## start Dataset rows

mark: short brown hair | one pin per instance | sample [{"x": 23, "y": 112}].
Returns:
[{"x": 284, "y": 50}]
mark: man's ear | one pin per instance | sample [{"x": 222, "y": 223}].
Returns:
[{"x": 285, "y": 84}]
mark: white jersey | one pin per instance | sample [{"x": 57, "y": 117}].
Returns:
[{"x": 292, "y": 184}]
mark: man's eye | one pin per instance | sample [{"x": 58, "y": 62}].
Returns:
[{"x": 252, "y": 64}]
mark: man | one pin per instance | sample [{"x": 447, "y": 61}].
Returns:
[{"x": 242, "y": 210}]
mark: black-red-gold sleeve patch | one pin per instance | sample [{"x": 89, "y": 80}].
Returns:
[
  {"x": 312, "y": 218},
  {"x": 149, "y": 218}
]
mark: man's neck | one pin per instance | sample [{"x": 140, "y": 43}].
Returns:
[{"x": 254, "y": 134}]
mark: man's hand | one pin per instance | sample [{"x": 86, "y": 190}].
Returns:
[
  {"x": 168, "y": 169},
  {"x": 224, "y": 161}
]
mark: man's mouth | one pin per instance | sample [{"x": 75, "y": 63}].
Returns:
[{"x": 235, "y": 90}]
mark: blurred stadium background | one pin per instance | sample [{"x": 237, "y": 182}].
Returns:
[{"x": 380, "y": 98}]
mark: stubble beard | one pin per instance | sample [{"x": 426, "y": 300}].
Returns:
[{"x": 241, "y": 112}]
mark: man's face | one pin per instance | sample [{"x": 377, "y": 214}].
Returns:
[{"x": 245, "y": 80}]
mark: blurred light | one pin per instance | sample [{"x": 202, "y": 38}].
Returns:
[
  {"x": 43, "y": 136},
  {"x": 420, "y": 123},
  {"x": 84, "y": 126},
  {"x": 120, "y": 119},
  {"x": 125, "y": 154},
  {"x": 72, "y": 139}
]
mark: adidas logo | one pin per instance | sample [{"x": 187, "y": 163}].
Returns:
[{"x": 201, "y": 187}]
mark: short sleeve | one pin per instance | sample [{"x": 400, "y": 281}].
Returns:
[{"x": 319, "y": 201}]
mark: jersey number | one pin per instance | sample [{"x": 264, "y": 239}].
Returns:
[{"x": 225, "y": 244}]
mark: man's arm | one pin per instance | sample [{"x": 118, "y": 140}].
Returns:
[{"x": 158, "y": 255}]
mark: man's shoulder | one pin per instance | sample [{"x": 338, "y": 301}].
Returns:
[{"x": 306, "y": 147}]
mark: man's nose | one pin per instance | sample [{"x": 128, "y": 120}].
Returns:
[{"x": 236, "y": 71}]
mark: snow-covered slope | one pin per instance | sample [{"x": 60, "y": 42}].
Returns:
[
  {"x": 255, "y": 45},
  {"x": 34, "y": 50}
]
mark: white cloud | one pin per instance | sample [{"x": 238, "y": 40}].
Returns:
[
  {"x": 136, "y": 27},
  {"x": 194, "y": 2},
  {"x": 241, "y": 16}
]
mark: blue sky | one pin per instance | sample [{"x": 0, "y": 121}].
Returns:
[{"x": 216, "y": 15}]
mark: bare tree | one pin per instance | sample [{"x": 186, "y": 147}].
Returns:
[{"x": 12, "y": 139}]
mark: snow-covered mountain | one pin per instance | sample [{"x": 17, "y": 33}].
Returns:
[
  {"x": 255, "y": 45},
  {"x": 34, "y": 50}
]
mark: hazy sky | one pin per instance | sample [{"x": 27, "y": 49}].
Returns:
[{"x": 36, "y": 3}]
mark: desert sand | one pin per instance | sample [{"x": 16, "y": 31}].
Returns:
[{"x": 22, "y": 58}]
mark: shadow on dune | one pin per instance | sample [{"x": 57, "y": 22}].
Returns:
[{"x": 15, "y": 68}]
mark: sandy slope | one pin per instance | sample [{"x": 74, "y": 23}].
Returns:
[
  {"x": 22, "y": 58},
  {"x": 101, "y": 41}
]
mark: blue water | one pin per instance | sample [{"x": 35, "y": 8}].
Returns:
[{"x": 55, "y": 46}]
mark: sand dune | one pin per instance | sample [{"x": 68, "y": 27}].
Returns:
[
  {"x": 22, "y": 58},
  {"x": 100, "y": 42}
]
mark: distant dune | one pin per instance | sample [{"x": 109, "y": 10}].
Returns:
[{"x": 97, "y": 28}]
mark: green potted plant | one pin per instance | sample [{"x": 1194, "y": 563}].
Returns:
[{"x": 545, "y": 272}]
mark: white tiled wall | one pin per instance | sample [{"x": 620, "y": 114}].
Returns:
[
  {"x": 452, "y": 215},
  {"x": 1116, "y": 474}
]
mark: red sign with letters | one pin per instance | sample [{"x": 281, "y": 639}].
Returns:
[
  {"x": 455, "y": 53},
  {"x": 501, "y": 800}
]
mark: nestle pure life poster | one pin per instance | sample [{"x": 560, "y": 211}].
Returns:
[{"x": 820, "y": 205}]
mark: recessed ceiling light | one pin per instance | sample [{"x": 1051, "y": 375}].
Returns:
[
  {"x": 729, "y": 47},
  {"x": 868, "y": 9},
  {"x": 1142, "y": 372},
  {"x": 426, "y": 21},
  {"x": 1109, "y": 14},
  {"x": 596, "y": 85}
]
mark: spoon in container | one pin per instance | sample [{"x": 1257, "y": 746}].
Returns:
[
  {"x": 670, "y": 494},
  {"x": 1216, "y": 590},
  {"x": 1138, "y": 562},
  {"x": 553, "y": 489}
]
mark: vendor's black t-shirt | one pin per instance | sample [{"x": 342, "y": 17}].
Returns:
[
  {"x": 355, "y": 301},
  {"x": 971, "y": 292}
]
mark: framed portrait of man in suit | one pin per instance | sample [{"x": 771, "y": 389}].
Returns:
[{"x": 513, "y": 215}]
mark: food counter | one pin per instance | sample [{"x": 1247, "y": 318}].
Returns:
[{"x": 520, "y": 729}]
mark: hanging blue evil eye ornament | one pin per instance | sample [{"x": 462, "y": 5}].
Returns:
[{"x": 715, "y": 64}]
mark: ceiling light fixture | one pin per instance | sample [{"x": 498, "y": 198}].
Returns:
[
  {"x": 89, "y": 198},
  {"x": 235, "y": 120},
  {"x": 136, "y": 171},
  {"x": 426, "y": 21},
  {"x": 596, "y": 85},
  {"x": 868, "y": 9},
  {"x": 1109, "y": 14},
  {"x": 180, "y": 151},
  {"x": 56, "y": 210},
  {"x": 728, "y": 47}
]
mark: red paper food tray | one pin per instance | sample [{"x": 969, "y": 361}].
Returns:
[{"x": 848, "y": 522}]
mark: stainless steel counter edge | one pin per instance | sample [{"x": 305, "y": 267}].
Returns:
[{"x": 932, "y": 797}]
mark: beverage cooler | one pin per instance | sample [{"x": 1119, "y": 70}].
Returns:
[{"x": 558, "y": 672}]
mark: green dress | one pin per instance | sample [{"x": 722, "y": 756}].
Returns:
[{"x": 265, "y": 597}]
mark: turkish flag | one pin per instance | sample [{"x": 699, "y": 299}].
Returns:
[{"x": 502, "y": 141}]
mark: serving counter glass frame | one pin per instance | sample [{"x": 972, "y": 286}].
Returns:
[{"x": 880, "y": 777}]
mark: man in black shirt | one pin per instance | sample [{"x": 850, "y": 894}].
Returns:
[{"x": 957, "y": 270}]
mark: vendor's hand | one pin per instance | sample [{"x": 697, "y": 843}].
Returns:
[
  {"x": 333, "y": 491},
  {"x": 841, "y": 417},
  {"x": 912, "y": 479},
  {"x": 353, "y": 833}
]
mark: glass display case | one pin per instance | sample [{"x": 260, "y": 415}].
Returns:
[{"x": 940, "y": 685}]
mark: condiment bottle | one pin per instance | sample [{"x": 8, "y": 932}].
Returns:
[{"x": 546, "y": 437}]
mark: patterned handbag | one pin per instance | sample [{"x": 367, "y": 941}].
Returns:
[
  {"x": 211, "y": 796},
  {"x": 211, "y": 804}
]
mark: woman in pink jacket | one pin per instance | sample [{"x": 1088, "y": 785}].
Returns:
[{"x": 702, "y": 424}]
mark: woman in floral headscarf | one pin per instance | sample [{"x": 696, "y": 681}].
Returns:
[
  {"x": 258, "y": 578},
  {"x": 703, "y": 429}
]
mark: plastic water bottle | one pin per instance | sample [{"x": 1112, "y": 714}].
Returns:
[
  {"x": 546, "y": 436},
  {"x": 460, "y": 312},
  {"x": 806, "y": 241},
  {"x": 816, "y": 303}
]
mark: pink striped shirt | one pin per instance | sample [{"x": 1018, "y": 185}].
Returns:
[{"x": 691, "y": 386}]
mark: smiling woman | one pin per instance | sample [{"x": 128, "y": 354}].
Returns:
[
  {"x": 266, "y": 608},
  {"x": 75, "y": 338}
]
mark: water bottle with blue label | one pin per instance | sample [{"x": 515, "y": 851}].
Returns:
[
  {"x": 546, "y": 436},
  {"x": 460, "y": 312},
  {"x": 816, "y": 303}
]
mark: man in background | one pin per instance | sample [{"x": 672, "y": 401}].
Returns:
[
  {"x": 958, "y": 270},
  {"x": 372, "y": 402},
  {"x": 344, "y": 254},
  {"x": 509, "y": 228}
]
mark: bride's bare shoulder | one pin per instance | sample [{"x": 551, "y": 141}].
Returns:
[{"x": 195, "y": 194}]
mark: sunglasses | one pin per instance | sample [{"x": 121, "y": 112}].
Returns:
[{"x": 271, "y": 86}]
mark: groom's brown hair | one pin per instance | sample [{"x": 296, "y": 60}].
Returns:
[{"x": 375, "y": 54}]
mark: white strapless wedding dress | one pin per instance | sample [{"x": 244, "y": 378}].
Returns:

## end Dataset rows

Write out only the final block of lines, starting at the line with "mark: woman in pink" and running to the end of the material.

mark: woman in pink jacket | one pin per instance | sample [{"x": 1088, "y": 785}].
Returns:
[{"x": 702, "y": 424}]
mark: woman in floral headscarf | one pin per instance | sample [{"x": 696, "y": 681}].
Returns:
[
  {"x": 258, "y": 578},
  {"x": 703, "y": 429}
]
mark: plastic water bottle | one pin per instance | sample [{"x": 1112, "y": 714}].
Returns:
[
  {"x": 546, "y": 436},
  {"x": 460, "y": 312},
  {"x": 806, "y": 241},
  {"x": 816, "y": 303}
]
mark: pink striped shirt | one pin per instance | sample [{"x": 1018, "y": 185}].
Returns:
[{"x": 691, "y": 386}]
mark: smiling woman | one pin per instance | sample [{"x": 128, "y": 354}].
Returns:
[
  {"x": 266, "y": 608},
  {"x": 75, "y": 338}
]
mark: water bottle with blue label | one pin per instance | sample [{"x": 515, "y": 851}].
Returns:
[
  {"x": 546, "y": 436},
  {"x": 460, "y": 312},
  {"x": 816, "y": 303}
]
mark: man in background | one pin per instance | sample [{"x": 672, "y": 401}].
Returns:
[
  {"x": 958, "y": 270},
  {"x": 372, "y": 402},
  {"x": 344, "y": 254},
  {"x": 509, "y": 228}
]
mark: bride's bare shoulder | one pin per instance | sample [{"x": 551, "y": 141}].
Returns:
[{"x": 195, "y": 194}]
mark: sunglasses | one pin per instance | sample [{"x": 121, "y": 112}].
Returns:
[{"x": 271, "y": 86}]
mark: groom's brown hair | one pin per instance | sample [{"x": 296, "y": 60}].
Returns:
[{"x": 375, "y": 54}]
mark: white strapless wedding dress | one pin per instance | sample [{"x": 244, "y": 378}].
Returns:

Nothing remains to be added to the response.